In every entry below, substitute "marker" for each "keypoint" and reproduce the lines with nothing else altered.

Data to process:
━━━━━━━━

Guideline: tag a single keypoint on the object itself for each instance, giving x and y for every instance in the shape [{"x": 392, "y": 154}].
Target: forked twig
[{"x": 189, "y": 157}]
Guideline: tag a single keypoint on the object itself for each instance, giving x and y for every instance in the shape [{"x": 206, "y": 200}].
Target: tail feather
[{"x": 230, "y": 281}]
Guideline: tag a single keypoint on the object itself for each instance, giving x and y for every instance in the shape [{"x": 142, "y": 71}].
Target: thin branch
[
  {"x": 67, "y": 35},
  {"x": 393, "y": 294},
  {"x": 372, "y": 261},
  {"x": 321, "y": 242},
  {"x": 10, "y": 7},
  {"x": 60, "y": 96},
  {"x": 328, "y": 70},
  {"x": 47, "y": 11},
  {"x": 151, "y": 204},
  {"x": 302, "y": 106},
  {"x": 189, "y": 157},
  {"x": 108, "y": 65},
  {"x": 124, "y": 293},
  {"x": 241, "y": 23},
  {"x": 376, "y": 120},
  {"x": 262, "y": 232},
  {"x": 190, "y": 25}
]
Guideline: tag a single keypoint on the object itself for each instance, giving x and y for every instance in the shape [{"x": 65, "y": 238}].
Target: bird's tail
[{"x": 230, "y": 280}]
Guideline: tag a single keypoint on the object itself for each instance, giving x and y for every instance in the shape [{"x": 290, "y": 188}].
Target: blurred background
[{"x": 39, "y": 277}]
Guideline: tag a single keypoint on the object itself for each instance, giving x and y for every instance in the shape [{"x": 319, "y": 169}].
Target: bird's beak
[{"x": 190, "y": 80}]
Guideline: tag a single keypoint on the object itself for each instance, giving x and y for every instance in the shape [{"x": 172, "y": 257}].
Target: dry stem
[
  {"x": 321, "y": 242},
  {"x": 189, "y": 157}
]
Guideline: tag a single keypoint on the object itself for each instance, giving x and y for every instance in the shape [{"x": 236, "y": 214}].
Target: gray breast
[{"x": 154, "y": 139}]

━━━━━━━━

Correct result:
Guideline: tag a single marker on the object itself for each instance, giving x and y for every instance in the shape [{"x": 392, "y": 154}].
Target: forked twig
[{"x": 189, "y": 157}]
Guideline: tag a single marker on the object itself for each instance, giving x and y for every instance in the shape [{"x": 206, "y": 200}].
Target: tail feather
[{"x": 230, "y": 281}]
Guideline: tag a single marker on the object itself for each instance, giving x and y for every instance in the shape [{"x": 142, "y": 71}].
Target: thin branch
[
  {"x": 67, "y": 35},
  {"x": 393, "y": 294},
  {"x": 372, "y": 261},
  {"x": 321, "y": 242},
  {"x": 10, "y": 7},
  {"x": 60, "y": 96},
  {"x": 328, "y": 70},
  {"x": 47, "y": 11},
  {"x": 151, "y": 204},
  {"x": 302, "y": 106},
  {"x": 189, "y": 157},
  {"x": 108, "y": 65},
  {"x": 124, "y": 293},
  {"x": 241, "y": 23},
  {"x": 376, "y": 120},
  {"x": 262, "y": 232},
  {"x": 190, "y": 25}
]
Guideline: tag a single marker on the object itself for each instance, giving x and y for every instance in the shape [{"x": 65, "y": 238}].
Target: bird's tail
[{"x": 230, "y": 280}]
Guideline: tag a single marker on the object itself for each instance, giving x and y for every instance in the shape [{"x": 290, "y": 188}].
Target: blurred background
[{"x": 39, "y": 277}]
Guideline: tag a single marker on the object itself for each instance, giving x and y for every instance in the shape [{"x": 319, "y": 169}].
Target: bird's beak
[{"x": 190, "y": 80}]
Guideline: tag a single marker on the object itself for each instance, giving x and y for every instance in the shape [{"x": 172, "y": 257}].
Target: dry stem
[
  {"x": 321, "y": 242},
  {"x": 189, "y": 157}
]
Guideline: tag a single marker on the object itself for each instance, giving x and y for every instance in the shape [{"x": 236, "y": 214}].
Target: gray breast
[{"x": 154, "y": 139}]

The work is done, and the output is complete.